→ **Objective**
Copy out the items from the line containing "Tag the asphalt" through the end of the items, inclusive, keeping every request line as it stands. Add 131 to each coordinate value in the answers.

Excerpts of location labeling items:
※ ※ ※

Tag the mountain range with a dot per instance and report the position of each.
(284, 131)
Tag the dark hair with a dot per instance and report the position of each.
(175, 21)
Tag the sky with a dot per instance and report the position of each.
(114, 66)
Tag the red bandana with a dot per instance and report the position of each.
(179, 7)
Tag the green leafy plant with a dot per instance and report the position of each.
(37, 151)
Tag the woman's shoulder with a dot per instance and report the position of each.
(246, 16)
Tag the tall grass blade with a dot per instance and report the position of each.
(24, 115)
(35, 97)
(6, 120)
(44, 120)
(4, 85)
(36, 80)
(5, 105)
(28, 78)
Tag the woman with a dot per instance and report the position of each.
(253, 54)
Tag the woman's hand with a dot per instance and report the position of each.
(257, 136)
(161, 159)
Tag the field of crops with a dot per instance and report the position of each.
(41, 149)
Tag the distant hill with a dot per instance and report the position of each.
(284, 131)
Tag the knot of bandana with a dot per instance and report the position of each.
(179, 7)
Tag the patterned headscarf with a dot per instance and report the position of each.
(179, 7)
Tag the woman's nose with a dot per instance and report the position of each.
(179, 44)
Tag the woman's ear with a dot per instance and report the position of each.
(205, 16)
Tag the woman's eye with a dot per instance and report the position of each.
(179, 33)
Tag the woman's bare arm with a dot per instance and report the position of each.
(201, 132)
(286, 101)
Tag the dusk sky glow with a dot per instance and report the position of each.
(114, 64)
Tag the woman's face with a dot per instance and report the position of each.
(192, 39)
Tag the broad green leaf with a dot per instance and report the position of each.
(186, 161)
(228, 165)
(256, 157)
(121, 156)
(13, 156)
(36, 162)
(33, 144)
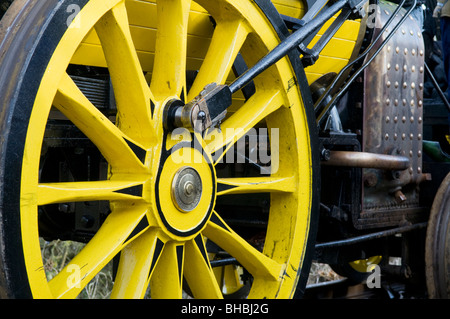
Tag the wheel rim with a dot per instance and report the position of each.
(161, 241)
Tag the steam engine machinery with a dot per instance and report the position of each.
(215, 149)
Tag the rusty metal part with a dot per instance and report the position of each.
(367, 160)
(437, 244)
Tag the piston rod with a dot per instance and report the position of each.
(367, 160)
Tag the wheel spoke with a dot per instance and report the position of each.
(198, 271)
(118, 149)
(131, 90)
(135, 266)
(255, 185)
(258, 264)
(167, 277)
(51, 193)
(258, 107)
(118, 230)
(228, 38)
(169, 71)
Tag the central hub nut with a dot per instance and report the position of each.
(186, 189)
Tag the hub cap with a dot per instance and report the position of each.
(186, 189)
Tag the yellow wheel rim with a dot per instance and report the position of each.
(161, 239)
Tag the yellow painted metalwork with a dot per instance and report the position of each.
(147, 49)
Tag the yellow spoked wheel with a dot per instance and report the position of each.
(162, 188)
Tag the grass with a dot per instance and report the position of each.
(56, 254)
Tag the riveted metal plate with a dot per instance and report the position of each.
(392, 121)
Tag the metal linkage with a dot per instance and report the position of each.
(321, 113)
(210, 107)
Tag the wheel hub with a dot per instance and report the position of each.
(186, 189)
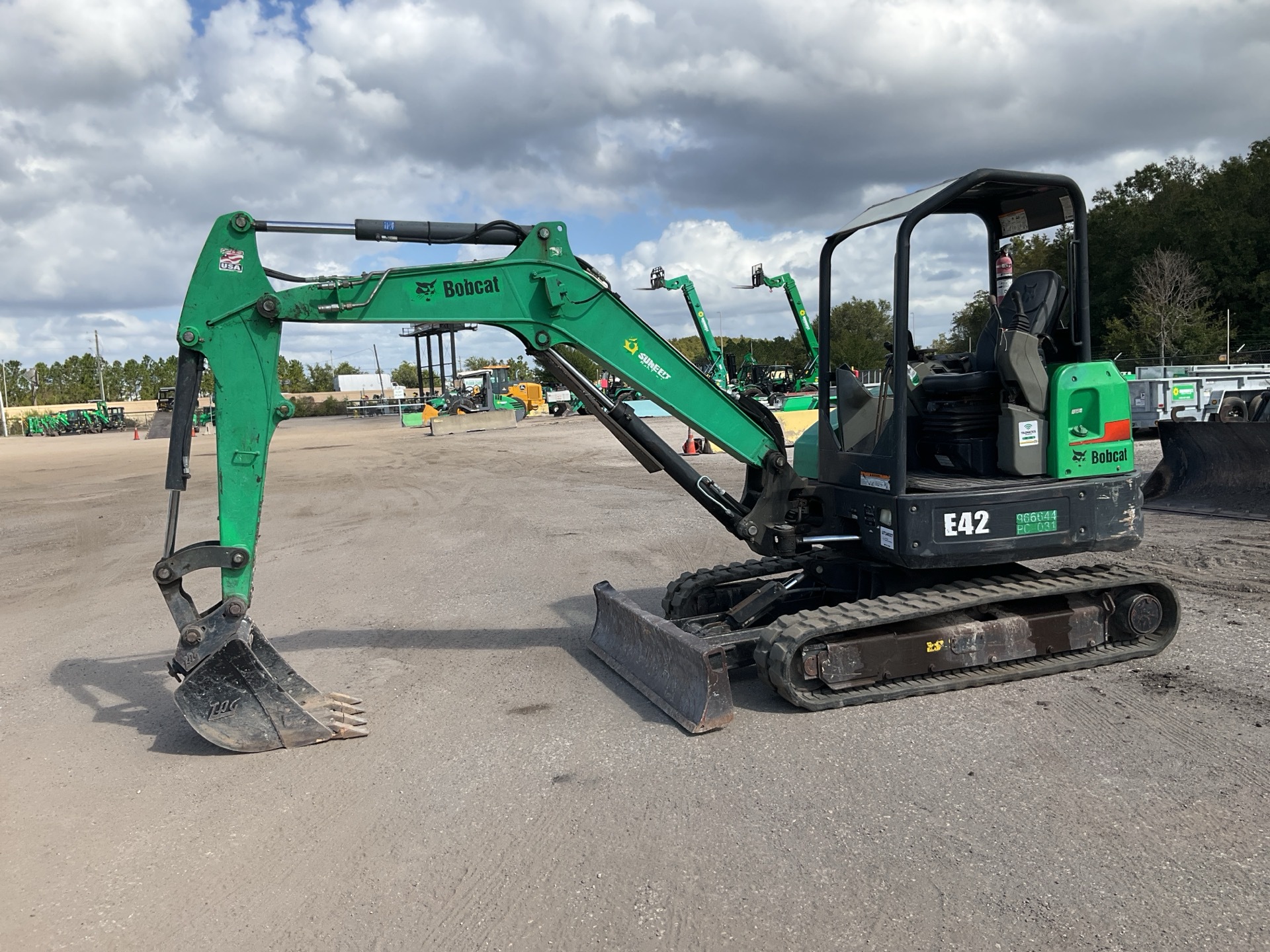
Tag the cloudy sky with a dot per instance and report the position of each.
(701, 136)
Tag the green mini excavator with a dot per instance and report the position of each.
(888, 555)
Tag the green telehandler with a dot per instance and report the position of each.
(718, 368)
(888, 554)
(807, 379)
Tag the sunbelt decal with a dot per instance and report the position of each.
(632, 346)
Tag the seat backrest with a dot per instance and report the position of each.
(986, 348)
(1033, 302)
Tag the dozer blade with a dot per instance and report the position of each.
(1212, 469)
(247, 698)
(677, 672)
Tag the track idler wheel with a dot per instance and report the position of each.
(244, 697)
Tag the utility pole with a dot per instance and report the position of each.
(379, 374)
(101, 382)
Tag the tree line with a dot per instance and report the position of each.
(1171, 248)
(75, 380)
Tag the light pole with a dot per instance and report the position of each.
(101, 382)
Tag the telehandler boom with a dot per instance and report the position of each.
(760, 280)
(657, 281)
(888, 550)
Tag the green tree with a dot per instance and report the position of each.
(1035, 252)
(967, 325)
(1170, 313)
(859, 332)
(291, 376)
(321, 379)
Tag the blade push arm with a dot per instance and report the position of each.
(540, 292)
(718, 367)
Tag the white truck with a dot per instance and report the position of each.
(1197, 393)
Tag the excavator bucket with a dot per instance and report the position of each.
(1212, 469)
(247, 698)
(683, 674)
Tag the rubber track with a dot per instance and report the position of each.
(777, 654)
(681, 592)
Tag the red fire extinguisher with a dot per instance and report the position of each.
(1005, 273)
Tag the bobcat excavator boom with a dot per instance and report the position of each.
(870, 584)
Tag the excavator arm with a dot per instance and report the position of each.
(235, 690)
(718, 366)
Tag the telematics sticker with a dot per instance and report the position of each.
(1014, 222)
(1032, 524)
(232, 259)
(874, 480)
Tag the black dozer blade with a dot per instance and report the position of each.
(680, 673)
(247, 698)
(1212, 469)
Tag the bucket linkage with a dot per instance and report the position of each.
(235, 690)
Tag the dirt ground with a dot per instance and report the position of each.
(516, 793)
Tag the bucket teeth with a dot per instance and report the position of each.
(339, 707)
(343, 731)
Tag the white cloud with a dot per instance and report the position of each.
(124, 132)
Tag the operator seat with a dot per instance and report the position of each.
(960, 411)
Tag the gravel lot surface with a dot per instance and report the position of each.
(517, 793)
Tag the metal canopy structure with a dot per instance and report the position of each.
(1019, 207)
(427, 332)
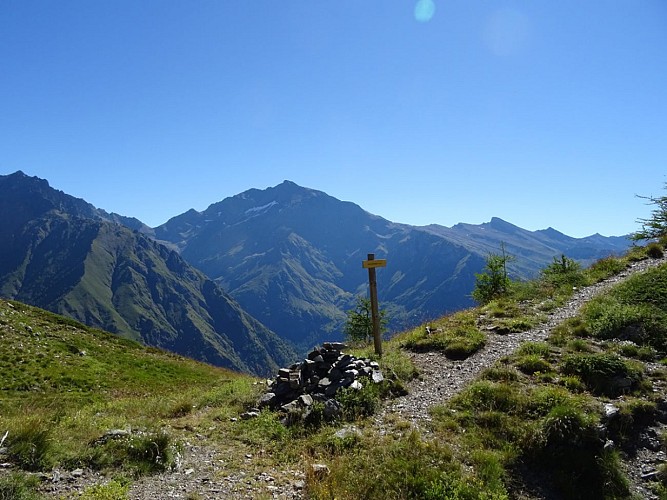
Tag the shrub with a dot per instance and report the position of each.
(604, 374)
(113, 490)
(573, 452)
(485, 395)
(494, 282)
(143, 453)
(30, 447)
(358, 403)
(579, 345)
(655, 250)
(532, 363)
(18, 486)
(605, 268)
(563, 271)
(500, 374)
(541, 349)
(359, 324)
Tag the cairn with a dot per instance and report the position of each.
(318, 378)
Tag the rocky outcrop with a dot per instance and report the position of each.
(317, 379)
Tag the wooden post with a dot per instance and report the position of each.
(371, 264)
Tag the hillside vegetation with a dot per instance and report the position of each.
(533, 425)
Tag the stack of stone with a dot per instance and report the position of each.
(318, 378)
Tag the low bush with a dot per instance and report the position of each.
(19, 486)
(532, 363)
(655, 250)
(30, 446)
(141, 453)
(605, 374)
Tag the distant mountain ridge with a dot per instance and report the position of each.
(62, 254)
(289, 255)
(292, 257)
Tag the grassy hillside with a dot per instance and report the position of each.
(75, 397)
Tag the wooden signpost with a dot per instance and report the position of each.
(371, 264)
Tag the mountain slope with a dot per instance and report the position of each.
(532, 249)
(292, 257)
(61, 254)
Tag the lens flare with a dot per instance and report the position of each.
(424, 10)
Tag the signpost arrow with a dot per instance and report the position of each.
(371, 264)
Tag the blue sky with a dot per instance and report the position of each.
(543, 113)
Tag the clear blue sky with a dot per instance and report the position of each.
(543, 113)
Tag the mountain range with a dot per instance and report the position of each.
(254, 279)
(64, 255)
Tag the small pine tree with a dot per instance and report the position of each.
(655, 226)
(494, 282)
(562, 271)
(359, 325)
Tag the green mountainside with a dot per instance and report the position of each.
(60, 254)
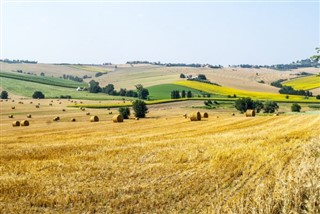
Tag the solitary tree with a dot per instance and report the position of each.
(270, 107)
(142, 92)
(125, 112)
(140, 108)
(38, 95)
(295, 107)
(4, 95)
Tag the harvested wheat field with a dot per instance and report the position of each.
(160, 164)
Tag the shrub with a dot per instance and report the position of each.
(4, 95)
(295, 107)
(125, 112)
(242, 104)
(38, 95)
(270, 107)
(140, 108)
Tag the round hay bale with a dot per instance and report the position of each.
(250, 113)
(24, 123)
(117, 118)
(15, 123)
(94, 119)
(56, 118)
(195, 116)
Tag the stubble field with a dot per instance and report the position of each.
(161, 164)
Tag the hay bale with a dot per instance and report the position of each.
(117, 118)
(56, 118)
(195, 116)
(94, 119)
(250, 113)
(15, 123)
(24, 123)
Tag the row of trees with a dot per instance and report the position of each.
(242, 104)
(73, 78)
(140, 92)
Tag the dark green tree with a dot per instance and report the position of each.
(183, 93)
(94, 87)
(242, 104)
(295, 107)
(38, 95)
(270, 106)
(189, 94)
(142, 92)
(4, 95)
(125, 112)
(258, 105)
(140, 108)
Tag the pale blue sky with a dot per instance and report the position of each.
(215, 33)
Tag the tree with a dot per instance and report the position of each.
(316, 57)
(125, 112)
(38, 95)
(182, 75)
(108, 89)
(295, 107)
(142, 92)
(94, 87)
(140, 108)
(189, 94)
(242, 104)
(258, 105)
(183, 93)
(270, 106)
(4, 95)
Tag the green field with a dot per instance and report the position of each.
(25, 88)
(53, 81)
(90, 68)
(221, 90)
(163, 91)
(304, 83)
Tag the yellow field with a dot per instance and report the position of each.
(240, 93)
(304, 83)
(161, 164)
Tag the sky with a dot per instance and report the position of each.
(226, 33)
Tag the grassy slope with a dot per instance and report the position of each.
(25, 88)
(43, 80)
(240, 93)
(304, 83)
(163, 164)
(163, 91)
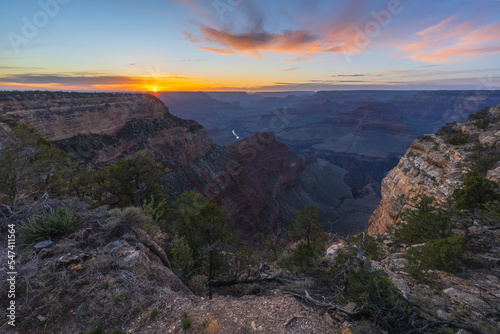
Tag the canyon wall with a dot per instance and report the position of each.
(434, 167)
(262, 182)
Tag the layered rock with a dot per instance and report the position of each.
(433, 167)
(100, 128)
(258, 178)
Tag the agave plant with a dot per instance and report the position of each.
(54, 222)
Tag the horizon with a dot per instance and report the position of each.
(248, 45)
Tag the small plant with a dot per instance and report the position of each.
(97, 330)
(186, 322)
(443, 254)
(426, 220)
(153, 313)
(481, 119)
(52, 223)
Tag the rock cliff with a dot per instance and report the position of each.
(259, 178)
(434, 167)
(102, 127)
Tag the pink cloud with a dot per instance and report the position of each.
(450, 41)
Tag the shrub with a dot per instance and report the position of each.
(442, 254)
(481, 119)
(301, 259)
(55, 222)
(198, 284)
(153, 313)
(157, 207)
(97, 330)
(370, 248)
(182, 256)
(459, 138)
(376, 293)
(186, 322)
(129, 182)
(427, 220)
(452, 136)
(135, 216)
(447, 129)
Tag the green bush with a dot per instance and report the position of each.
(157, 207)
(427, 220)
(481, 119)
(135, 216)
(131, 181)
(97, 330)
(443, 254)
(370, 247)
(459, 138)
(302, 259)
(186, 322)
(375, 292)
(446, 130)
(182, 256)
(153, 313)
(55, 222)
(452, 136)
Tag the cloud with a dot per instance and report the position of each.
(220, 51)
(65, 79)
(258, 40)
(313, 31)
(450, 40)
(349, 75)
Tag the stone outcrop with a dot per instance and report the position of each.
(100, 127)
(433, 167)
(258, 178)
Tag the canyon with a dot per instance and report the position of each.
(434, 167)
(260, 179)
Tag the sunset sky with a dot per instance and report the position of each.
(251, 45)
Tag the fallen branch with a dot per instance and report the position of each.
(218, 283)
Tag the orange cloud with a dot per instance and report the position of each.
(220, 51)
(255, 41)
(448, 41)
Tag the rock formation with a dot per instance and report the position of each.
(434, 167)
(258, 178)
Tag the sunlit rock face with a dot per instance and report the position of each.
(433, 167)
(262, 182)
(102, 127)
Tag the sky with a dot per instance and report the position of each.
(249, 45)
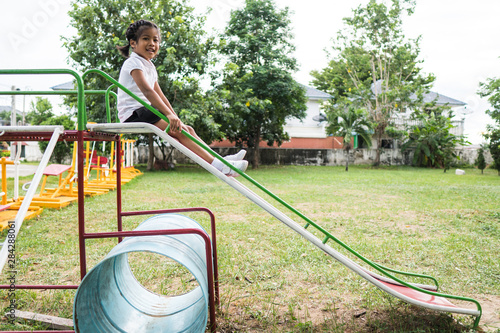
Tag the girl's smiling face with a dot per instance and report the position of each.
(148, 44)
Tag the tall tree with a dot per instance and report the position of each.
(431, 139)
(375, 64)
(258, 44)
(347, 121)
(491, 90)
(186, 53)
(480, 161)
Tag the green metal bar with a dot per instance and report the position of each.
(79, 83)
(309, 221)
(411, 274)
(51, 92)
(108, 109)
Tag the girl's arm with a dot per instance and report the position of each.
(156, 100)
(163, 97)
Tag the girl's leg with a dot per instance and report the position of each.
(162, 124)
(191, 145)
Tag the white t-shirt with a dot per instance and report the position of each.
(127, 104)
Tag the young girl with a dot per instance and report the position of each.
(139, 75)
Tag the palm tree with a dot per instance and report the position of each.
(346, 120)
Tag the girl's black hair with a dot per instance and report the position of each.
(134, 32)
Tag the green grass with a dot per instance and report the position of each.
(272, 280)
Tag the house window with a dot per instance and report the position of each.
(361, 142)
(387, 143)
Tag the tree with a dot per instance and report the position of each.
(494, 145)
(40, 110)
(186, 54)
(41, 114)
(258, 46)
(346, 121)
(433, 143)
(480, 160)
(375, 64)
(491, 89)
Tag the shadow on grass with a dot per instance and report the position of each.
(398, 318)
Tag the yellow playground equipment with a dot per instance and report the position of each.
(9, 207)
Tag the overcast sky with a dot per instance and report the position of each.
(460, 43)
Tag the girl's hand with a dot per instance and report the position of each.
(175, 123)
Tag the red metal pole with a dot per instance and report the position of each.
(118, 165)
(81, 204)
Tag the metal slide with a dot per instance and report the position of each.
(21, 213)
(417, 294)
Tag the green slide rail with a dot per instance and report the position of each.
(82, 121)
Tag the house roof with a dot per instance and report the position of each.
(7, 108)
(313, 93)
(442, 99)
(70, 85)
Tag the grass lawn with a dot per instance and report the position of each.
(271, 279)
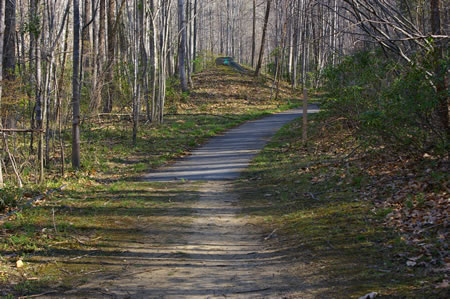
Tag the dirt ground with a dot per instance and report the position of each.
(213, 253)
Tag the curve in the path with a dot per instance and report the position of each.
(225, 157)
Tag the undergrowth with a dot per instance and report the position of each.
(334, 202)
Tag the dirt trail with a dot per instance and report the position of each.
(218, 255)
(202, 249)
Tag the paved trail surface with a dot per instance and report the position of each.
(210, 253)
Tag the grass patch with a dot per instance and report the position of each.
(70, 236)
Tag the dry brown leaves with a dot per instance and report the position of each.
(414, 192)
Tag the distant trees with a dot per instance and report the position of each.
(127, 49)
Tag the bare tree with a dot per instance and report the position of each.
(263, 38)
(76, 159)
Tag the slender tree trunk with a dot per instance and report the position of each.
(76, 87)
(182, 47)
(2, 21)
(263, 39)
(108, 104)
(194, 50)
(9, 44)
(439, 70)
(254, 33)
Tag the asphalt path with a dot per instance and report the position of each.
(225, 157)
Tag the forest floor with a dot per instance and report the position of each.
(304, 222)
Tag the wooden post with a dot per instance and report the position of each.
(305, 116)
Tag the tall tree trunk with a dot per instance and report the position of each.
(254, 33)
(182, 47)
(100, 56)
(76, 87)
(439, 70)
(110, 56)
(194, 50)
(9, 44)
(2, 21)
(263, 38)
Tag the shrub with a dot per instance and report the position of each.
(388, 104)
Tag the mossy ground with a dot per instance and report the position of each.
(105, 203)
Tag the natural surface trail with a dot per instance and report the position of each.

※ ※ ※

→ **Solution to the problem**
Tag the asphalt path with a dot per instance and report the position of each.
(356, 288)
Tag the forest floor with a dot per instance and report the position of each.
(435, 353)
Tag the wooden post with a dot per instance and report the position of each.
(436, 247)
Tag the tall tree trunk with a dot per instance and report the position of each.
(385, 164)
(313, 178)
(231, 187)
(207, 218)
(570, 201)
(241, 187)
(325, 181)
(140, 175)
(133, 152)
(394, 169)
Tag the shrub with a dot per instance and report the position of each.
(519, 235)
Tag the mossy ground with a dot per instance and report the position of each.
(236, 334)
Tag the natural surface trail with a dot per instance and report the position of each.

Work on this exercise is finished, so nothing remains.